##### Belge Alıntısı #####

Duygulara Dokunabilmeli: Duygular öğrenmeyi kolaylaştırır ve kalıcı olmasını sağlar, bu
çok sayıda bilimsel araştırma ile desteklenmiş bir gerçek. Platon’a göre öğrenmenin asıl
yapı taşı duygulardır ve duygu olmadan öğrenimim gerçekleşmesi mümkün değildir ve bu
konuya ‘’Öğrenmenin temelinde duygusallık yatar’’ ifadesiyle açıklık getirmektedir.
Duygusal uyarılma hafızayı güçlendirir ve beyin, deneyimlerin duygusal bileşenlerini diğer
her unsurdan daha iyi hatırlar.
Yani eğitmenler duygulara dokunarak hem öğrenme motivasyonunu hem de öğrenmenin
kalıcılığını etkiler.
Hikayeleştirebilmeli: Hikâyeler, geçmişte yaşananlar arasında bağ kuran birer köprü gibidir.
Üstelik, birden fazla duyguya hitap ettiği için hem akılda kalıcı hem de ilgi çekicidir. Bu
nedenle hikayeler duygulara dokunmanın en etkili yollarından biridir.
“Growth mindset” yani gelişim kafasına sahip olabilmeli:
Carol Dweck tarafından günümüze kazandırılan, öğrenme, yetenek ve zekaya karşı tutum
üzerine iki farklı yaklaşımdan bahseden bir araştırma var. Araştırmanın sonuçlarına göre
insanlar iki farklı zihin yapısına sahip olabiliyor; fixed (sabit) düşünce yapısı ve growth
(gelişime açık) düşünce yapısı.

##### Veri Kayıtları #####

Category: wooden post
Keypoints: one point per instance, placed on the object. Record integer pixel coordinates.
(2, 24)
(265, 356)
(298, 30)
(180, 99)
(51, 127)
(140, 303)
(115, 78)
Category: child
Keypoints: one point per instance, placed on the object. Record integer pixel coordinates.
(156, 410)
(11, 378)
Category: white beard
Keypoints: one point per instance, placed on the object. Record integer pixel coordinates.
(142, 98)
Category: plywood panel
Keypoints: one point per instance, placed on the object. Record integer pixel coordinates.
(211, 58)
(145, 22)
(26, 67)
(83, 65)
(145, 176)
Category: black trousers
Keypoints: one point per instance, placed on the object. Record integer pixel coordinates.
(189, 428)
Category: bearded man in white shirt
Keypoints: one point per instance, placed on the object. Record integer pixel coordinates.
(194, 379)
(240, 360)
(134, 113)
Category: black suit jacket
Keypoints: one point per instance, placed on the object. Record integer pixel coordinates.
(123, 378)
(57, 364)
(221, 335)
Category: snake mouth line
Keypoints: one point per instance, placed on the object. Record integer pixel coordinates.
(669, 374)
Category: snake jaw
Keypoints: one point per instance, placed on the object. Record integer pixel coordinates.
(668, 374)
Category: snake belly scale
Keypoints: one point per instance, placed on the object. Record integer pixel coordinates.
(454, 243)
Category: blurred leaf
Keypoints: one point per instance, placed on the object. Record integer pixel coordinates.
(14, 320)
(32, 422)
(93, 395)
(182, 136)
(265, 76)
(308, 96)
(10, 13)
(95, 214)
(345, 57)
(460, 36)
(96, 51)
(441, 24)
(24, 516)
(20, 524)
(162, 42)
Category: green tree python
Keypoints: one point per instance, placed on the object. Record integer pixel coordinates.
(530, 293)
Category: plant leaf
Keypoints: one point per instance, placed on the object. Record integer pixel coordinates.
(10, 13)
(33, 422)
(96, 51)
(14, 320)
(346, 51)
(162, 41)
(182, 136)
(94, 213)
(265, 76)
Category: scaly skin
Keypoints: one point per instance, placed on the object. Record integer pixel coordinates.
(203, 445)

#####

* _Yapılacaklar_
(a) Eğitmenlik becerileri hakkındaki metinde bir eğitmenin sahip olması gerektiği belirtilen ve iki nokta üst üste ile biten başlıkların tamamını sıralayın.
(b) Eğitmenlik becerileri hakkındaki metni kaldığı yerden alıp sürdürün.

* _Görevlere Göre Sonuçlar_
(a)
- Duygulara Dokunabilmeli
- Hikayeleştirebilmeli
- “Growth mindset” yani gelişim kafasına sahip olabilmeli

(b)
Çok özetle, sabit düşünce(Fixed Mindset) yapısında zekâ doğuştan getirdiğimiz, sabit
değişmeyen bir kavram olarak kabul edilmektedir. Bu yapıda zihin yapısına sahip kişiler,
zorluklar ve başarısızlar karşısında sahip oldukları potansiyelin gelişebileceğine inanmazlar,
“bu kadarını” yapabildiklerini düşünürler, bir konuda başarısız olduklarında tekrar denemeye
karşı isteksiz olurlar çünkü, o zorluk onların yapabileceğinin üstündedir. Mevcut
yeteneklerinin sabit olduğunu düşündüklerinden zorlukları gelişme fırsatı olarak değil,
karşılarına çıkan ve aşamayacakları engeller olarak kabul ederler.
Alternatif olarak, gelişim kafasındaki(Growth Mindset) insanlar, en temel yeteneklerinin özveri
ve sıkı çalışma yoluyla geliştirilebileceğine inanır. Bu görüş, öğrenme için gerekli olan
esnekliği yaratır.
Büyüme zihniyetini benimseyen öğrenenler, daha fazla çalışırlarsa daha fazla
öğrenebilecekleri inancı ile daha fazla ve daha hızlı öğrenebilir, zorluklarını ve
başarısızlıklarını öğrenme ve becerilerini geliştirme fırsatları olarak görebilirler.
Eğitmenler olarak sahip olmamız gereken zihniyet elbette ki gelişime açık düşünce yapısı,
kısaca gelişim kafası.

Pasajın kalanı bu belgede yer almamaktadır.